[Description of the task] Render everything from the start of the rows down through the line containing "point(35, 81)" as a Markdown table with the columns Number and Line, omitting blank lines. Leave the pictures out of your answer.
________
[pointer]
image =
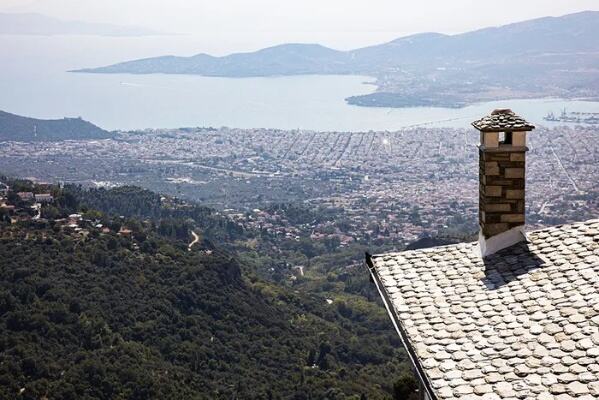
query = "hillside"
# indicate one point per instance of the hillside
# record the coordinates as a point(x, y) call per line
point(100, 312)
point(23, 129)
point(552, 56)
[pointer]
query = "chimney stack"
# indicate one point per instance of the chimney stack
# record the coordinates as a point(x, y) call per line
point(502, 159)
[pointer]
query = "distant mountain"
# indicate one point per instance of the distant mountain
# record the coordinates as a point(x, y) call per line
point(23, 129)
point(551, 56)
point(38, 24)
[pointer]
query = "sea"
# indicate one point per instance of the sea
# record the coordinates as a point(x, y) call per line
point(35, 81)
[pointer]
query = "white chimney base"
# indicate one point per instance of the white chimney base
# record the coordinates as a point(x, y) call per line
point(500, 241)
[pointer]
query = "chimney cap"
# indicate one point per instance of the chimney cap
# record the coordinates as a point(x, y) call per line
point(502, 120)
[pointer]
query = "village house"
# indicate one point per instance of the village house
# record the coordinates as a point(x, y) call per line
point(512, 316)
point(26, 196)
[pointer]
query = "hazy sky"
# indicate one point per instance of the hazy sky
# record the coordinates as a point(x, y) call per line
point(340, 23)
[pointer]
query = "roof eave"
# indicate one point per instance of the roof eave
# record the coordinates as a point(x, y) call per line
point(399, 329)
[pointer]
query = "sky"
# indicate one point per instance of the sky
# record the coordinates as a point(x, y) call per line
point(343, 24)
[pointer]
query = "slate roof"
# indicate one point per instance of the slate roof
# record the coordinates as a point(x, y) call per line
point(520, 324)
point(502, 120)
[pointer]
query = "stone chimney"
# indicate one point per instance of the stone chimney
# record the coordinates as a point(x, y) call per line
point(502, 158)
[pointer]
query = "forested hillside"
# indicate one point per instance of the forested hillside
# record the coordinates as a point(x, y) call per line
point(98, 306)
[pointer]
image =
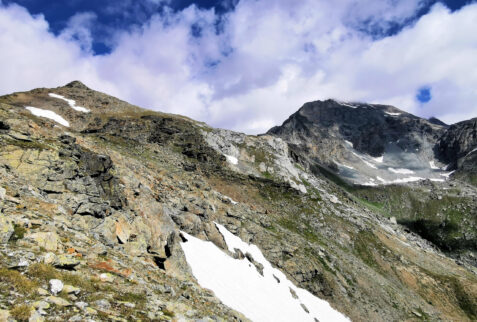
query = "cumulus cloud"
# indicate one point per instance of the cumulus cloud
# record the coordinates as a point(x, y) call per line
point(251, 68)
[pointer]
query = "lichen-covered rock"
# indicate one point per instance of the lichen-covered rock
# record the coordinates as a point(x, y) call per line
point(50, 241)
point(6, 229)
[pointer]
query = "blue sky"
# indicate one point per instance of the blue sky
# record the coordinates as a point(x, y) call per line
point(111, 15)
point(247, 64)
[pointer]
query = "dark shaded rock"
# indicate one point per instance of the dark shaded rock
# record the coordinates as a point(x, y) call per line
point(4, 126)
point(457, 142)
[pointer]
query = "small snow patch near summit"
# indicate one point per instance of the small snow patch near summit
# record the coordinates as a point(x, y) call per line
point(71, 103)
point(48, 114)
point(231, 159)
point(238, 284)
point(401, 171)
point(392, 114)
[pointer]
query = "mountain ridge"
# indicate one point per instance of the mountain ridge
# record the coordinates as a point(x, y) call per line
point(113, 192)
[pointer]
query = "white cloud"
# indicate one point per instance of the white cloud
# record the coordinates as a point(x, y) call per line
point(269, 58)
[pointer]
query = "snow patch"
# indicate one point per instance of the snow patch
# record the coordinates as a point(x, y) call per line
point(370, 184)
point(409, 179)
point(369, 164)
point(379, 159)
point(238, 284)
point(344, 165)
point(231, 159)
point(401, 171)
point(447, 174)
point(470, 152)
point(48, 114)
point(346, 104)
point(233, 202)
point(71, 103)
point(432, 164)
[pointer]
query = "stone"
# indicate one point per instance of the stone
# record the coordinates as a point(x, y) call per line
point(102, 304)
point(70, 289)
point(19, 136)
point(41, 305)
point(49, 258)
point(58, 301)
point(106, 277)
point(6, 229)
point(81, 305)
point(36, 317)
point(123, 230)
point(56, 286)
point(4, 315)
point(76, 318)
point(42, 291)
point(66, 261)
point(90, 311)
point(48, 240)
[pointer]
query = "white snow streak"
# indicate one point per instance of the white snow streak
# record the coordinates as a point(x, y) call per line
point(401, 171)
point(231, 159)
point(447, 174)
point(369, 164)
point(470, 152)
point(379, 159)
point(71, 103)
point(409, 179)
point(48, 114)
point(233, 202)
point(345, 104)
point(432, 164)
point(238, 284)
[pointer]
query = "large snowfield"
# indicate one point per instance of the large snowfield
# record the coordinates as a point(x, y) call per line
point(239, 285)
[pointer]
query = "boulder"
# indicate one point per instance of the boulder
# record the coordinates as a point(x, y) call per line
point(66, 261)
point(56, 286)
point(6, 229)
point(58, 301)
point(48, 240)
point(123, 230)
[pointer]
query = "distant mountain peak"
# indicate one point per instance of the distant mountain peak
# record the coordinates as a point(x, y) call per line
point(435, 120)
point(76, 84)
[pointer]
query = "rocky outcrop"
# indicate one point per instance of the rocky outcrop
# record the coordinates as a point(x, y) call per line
point(457, 147)
point(367, 144)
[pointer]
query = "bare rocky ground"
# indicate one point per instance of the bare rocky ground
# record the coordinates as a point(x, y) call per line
point(91, 219)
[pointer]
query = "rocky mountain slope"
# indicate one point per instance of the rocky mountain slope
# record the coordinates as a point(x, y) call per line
point(370, 144)
point(102, 203)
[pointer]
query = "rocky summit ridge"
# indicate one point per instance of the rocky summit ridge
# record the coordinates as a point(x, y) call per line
point(99, 199)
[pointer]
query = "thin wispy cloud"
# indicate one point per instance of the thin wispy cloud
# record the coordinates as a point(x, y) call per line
point(249, 68)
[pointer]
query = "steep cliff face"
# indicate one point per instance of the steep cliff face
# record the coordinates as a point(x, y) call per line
point(458, 147)
point(105, 197)
point(365, 144)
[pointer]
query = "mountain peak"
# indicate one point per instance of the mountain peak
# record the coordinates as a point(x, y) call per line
point(76, 84)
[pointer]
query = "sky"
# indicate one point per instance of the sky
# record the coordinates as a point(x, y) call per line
point(246, 65)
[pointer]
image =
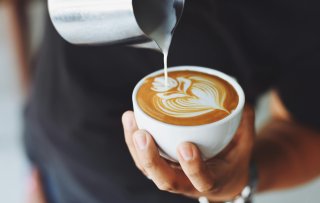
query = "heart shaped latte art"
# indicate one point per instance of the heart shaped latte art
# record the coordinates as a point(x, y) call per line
point(186, 97)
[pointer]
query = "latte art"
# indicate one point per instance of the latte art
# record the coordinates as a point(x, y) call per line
point(188, 98)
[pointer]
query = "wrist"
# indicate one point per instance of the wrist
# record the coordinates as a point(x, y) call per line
point(250, 189)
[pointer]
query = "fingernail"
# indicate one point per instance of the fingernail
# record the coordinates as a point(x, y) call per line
point(186, 152)
point(140, 140)
point(128, 123)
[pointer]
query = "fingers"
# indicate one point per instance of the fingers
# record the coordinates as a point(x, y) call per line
point(195, 169)
point(129, 127)
point(163, 175)
point(246, 131)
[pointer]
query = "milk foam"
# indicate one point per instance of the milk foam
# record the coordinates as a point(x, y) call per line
point(186, 97)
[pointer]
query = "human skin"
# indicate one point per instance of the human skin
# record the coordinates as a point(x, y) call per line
point(286, 153)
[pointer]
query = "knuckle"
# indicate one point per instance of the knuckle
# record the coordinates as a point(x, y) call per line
point(167, 186)
point(205, 188)
point(148, 164)
point(194, 173)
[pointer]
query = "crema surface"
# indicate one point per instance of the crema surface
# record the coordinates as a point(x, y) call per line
point(190, 98)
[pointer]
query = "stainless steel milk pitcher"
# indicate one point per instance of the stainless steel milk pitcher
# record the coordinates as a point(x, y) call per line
point(111, 21)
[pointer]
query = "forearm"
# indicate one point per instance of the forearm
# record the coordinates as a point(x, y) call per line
point(287, 155)
point(19, 32)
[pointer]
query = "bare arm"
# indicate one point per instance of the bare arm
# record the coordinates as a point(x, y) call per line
point(287, 153)
point(19, 33)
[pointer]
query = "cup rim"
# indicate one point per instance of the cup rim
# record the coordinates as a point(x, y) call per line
point(206, 70)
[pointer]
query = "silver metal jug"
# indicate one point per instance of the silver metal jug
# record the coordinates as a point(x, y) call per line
point(127, 22)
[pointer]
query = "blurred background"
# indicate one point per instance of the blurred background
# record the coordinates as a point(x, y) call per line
point(14, 169)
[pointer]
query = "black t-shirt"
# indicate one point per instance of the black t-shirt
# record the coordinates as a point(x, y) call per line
point(73, 119)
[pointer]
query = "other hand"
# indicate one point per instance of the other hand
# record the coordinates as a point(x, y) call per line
point(219, 179)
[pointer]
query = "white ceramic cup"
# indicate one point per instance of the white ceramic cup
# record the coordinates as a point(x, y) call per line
point(210, 138)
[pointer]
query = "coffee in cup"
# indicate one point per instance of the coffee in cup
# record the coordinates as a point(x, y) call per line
point(198, 105)
point(189, 98)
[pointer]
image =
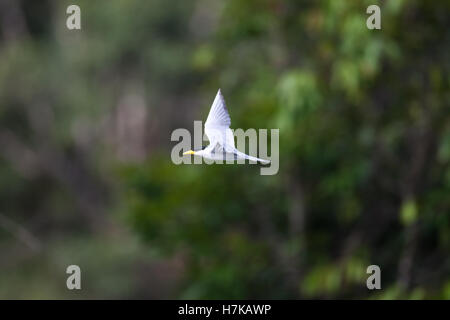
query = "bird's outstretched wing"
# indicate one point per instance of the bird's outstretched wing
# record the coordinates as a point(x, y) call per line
point(217, 125)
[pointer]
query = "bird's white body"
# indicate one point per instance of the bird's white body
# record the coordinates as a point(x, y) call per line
point(221, 139)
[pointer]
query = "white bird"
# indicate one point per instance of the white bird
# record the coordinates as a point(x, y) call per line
point(221, 138)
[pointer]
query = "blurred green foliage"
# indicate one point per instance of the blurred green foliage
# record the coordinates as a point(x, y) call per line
point(364, 124)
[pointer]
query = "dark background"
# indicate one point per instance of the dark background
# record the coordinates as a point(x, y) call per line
point(86, 176)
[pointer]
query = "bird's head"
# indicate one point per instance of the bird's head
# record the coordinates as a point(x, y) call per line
point(196, 151)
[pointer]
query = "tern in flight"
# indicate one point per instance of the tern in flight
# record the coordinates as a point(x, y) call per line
point(221, 138)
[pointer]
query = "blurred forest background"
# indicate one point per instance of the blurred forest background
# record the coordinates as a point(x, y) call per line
point(86, 176)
________
[Exercise result]
| Number | Line |
|---|---|
| 1 | [pointer] |
| 2 | image = |
| 3 | query = "hillside" |
| 4 | # indicate one point per instance of the hillside |
| 5 | # record the coordinates as a point(x, y) call per line |
| 6 | point(100, 312) |
| 7 | point(23, 129) |
| 8 | point(552, 56) |
| 9 | [pointer] |
| 10 | query = "chimney stack" |
| 11 | # indicate one point per instance of the chimney stack |
| 12 | # record the coordinates as a point(x, y) call per line |
| 13 | point(502, 159) |
| 14 | [pointer] |
| 15 | query = "distant mountain" |
| 16 | # indicate one point per instance of the distant mountain |
| 17 | # record the coordinates as a point(x, y) call per line |
| 18 | point(23, 129) |
| 19 | point(551, 56) |
| 20 | point(38, 24) |
| 21 | [pointer] |
| 22 | query = "sea" |
| 23 | # indicate one point per instance of the sea |
| 24 | # record the coordinates as a point(x, y) call per line |
| 25 | point(35, 81) |